## Directions
Duplicate the golf essay's text from "2020 is completely" to "middle of November.".

## Selected passage
Did 2020 Turn Me Into A Golf Guy?
2020 is completely ass backward. We’ve known this since March. And while the abnormal continues to become the norm, the latest in weird comes this weekend as we prepare for A Tradition Unlike Any Other, The Masters. In what is normally played in the middle of April, we now have in the middle of November.
Growing up I downright hated golf. It was too slow, too boring, too long… and to be honest, I never grew up with it. My dad was never a golfer so it was never an interest of mine nor a priority of his to teach me. All good. But being a hockey guy, I had a lot of friends who naturally loved the game and I would get asked to play, which was always a nerve-racking situation for me. I didn’t know the etiquette, I didn’t have full grasp of the rules, I was always self conscious about what to wear, I didn’t have shoes, and my clubs were some Wilson’s from Play It Again Sports that the super chill bro working there sold me for $100 bucks. I think he felt bad for me.
So for a couple years after college I would go maybe once or twice a summer, and a new challenge arose- how could I possibly do this without getting completely shit faced? Turns out, I couldn’t. Golf invites turned into a straight party hangout for me. Beer a hole, shots at the turn, speaker in the cart, and a joint in my ear. Now, that type of golf is something I’ll never be above, but I also realized I didn’t have the basic skill, knowledge, or understanding to be enjoyable to golf with to get that shitty whilst playing. 2018 and 2019 I just didn’t golf. I was fading into the sunset of my golf career. I tried. Wasn’t for me.
Enter the global pandemic: trapped in the house, can’t see friends, can’t go out, and worst of all (for me) no hockey. Then when things opened up a little, golf was one of the ONLY things we could do. Again, all my hockey guys were in a golf league, and were hanging out crushing beers and going low every Thursday and to be quite honest with you, I got jealous. I was sitting at home with my dick in my hand with a cut down salary while the boys were chippin’ fried eggs and gettin’ them in the leather or whatever. I googled both those phrases. But you get what I’m saying. Long story long, one lonely evening as the boys prepared for another night of dick jokes and **frantically googles** tour sauce, I got the call. I got the call to sub with my good buddy and one of the best in the league. They gave me a handicap of like 100 or something and I played. I played like shit but I had a lot of fun with it. Then next week, I got the call again from a different guy. Then it happened again until I was becoming a regular in the club. I still sucked complete ass but after five weeks of call ups I had caught it, and I’m not talking COVID. I’m talking the itch. I never knew what the itch was or what it meant until I had caught it. I had golfer’s itch. My fear of embarrassment had left my body and I just focused on sucking ass and not sucking complete ass. Here is a quote in fancy font to make it seem more serious.

(Stored data entries)
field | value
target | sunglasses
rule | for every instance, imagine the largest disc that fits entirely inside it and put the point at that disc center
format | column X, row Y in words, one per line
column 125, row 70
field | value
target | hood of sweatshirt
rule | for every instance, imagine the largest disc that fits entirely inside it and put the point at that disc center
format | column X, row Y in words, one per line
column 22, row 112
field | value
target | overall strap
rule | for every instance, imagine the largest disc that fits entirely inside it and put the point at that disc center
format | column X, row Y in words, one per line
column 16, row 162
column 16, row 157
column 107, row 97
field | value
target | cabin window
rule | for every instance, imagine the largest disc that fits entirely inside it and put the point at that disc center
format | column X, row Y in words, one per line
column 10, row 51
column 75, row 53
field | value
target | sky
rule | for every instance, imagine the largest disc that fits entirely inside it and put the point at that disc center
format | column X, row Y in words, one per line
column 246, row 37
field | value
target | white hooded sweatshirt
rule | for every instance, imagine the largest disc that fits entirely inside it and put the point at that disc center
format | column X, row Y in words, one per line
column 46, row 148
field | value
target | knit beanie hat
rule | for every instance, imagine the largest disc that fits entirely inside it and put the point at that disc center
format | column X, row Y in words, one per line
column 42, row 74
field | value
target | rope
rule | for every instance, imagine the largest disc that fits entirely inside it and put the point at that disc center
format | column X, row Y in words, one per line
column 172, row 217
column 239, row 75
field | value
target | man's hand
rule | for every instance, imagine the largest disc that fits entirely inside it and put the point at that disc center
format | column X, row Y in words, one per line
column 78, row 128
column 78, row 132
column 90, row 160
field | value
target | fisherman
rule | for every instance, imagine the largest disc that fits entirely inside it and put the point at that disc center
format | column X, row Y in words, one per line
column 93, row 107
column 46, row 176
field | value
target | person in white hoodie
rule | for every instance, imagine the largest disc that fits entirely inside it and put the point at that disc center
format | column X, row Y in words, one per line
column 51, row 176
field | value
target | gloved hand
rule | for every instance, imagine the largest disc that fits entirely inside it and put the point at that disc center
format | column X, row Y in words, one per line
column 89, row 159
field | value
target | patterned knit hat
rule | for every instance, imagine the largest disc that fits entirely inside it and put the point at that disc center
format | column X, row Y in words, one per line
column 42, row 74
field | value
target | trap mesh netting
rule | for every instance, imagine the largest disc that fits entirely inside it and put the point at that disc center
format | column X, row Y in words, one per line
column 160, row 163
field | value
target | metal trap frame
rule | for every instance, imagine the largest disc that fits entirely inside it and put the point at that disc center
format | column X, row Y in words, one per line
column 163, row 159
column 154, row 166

## Expected answer
2020 is completely ass backward. We’ve known this since March. And while the abnormal continues to become the norm, the latest in weird comes this weekend as we prepare for A Tradition Unlike Any Other, The Masters. In what is normally played in the middle of April, we now have in the middle of November.